(Items from a dataset)
━━━━━━
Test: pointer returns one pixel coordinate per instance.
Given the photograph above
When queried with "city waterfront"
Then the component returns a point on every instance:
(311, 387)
━━━━━━
Render the records as a two-column CSV with the headers "prompt" and "result", giving each request one row that holds its text and its answer. Put each value in a single quoted field and replace any line breaks with spaces.

prompt,result
"Test: pointer returns one pixel coordinate per instance. Given the photograph above When queried with ""city waterfront"" Then the component returns a point on every instance:","(311, 387)"